## START SOURCE MATERIAL
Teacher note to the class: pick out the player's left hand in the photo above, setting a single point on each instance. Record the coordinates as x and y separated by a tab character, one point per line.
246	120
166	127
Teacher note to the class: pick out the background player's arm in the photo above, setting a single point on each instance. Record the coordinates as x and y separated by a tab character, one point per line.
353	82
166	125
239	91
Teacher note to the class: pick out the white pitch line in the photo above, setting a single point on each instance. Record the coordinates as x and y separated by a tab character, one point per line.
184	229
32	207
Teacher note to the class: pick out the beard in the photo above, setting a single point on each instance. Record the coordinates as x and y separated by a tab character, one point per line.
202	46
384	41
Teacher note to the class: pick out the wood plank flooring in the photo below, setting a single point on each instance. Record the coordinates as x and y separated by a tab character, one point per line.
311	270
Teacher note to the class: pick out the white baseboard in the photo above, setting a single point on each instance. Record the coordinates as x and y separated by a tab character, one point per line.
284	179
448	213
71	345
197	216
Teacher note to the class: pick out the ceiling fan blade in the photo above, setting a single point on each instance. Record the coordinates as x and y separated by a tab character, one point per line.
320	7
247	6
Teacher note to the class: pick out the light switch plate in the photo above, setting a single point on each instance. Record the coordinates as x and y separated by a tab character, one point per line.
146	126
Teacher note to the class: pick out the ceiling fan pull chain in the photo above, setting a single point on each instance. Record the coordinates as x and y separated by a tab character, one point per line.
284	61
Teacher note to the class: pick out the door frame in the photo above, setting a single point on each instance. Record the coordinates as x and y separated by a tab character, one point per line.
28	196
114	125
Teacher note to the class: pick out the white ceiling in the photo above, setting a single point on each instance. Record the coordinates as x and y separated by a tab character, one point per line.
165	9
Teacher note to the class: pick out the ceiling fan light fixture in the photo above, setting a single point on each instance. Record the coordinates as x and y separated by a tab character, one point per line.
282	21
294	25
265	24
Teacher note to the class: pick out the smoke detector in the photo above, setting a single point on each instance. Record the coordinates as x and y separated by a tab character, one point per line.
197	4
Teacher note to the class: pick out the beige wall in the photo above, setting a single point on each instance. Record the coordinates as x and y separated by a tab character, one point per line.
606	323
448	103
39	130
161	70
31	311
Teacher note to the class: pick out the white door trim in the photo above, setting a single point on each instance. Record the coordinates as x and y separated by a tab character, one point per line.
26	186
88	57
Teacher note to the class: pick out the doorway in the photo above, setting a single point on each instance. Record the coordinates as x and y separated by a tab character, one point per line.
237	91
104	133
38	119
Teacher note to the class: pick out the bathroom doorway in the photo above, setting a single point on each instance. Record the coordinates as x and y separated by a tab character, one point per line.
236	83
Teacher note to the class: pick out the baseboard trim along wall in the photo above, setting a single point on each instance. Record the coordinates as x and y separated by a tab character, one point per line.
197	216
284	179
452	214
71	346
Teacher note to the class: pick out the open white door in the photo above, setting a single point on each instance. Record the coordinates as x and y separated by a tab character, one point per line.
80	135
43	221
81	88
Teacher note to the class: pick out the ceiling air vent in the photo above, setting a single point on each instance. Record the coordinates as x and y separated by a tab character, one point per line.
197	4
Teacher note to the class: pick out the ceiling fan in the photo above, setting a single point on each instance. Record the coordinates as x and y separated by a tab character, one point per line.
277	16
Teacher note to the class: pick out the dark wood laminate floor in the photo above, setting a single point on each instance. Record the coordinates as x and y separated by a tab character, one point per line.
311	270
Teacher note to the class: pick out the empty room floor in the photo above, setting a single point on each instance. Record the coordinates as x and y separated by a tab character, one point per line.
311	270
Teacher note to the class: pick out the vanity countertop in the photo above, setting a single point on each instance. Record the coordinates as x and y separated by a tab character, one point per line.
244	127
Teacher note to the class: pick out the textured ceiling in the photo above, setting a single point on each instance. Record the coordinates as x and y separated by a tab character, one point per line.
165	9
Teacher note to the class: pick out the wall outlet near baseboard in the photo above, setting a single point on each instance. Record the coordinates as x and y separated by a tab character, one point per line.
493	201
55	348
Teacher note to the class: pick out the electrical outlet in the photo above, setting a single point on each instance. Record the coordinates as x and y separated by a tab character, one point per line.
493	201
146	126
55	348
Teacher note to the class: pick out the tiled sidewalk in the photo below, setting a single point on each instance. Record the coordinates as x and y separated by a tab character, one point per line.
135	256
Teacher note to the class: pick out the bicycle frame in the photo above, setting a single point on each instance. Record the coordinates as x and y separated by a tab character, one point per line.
## END SOURCE MATERIAL
[WRITTEN EXERCISE]
Output exactly the lines from the one containing "Teacher note to the class: pick out the electrical" through the last line of the entries, both ends included.

[IN RESPONSE]
Teacher note to the class: pick out the electrical outlet in the photo above, setting a single point on each instance. Record the coordinates as x and y separated by a tab character, one point per line.
493	201
146	126
55	348
Teacher note to the class: pick out the tiled sidewalk in the photo below, setting a single point on each instance. Record the coordinates as x and y separated by a tab character, one point per line.
135	256
Teacher note to the class: pick out the bicycle frame in the photo above, setting a single point on each instance. Record the coordinates as x and y separated by a tab character, one point per line.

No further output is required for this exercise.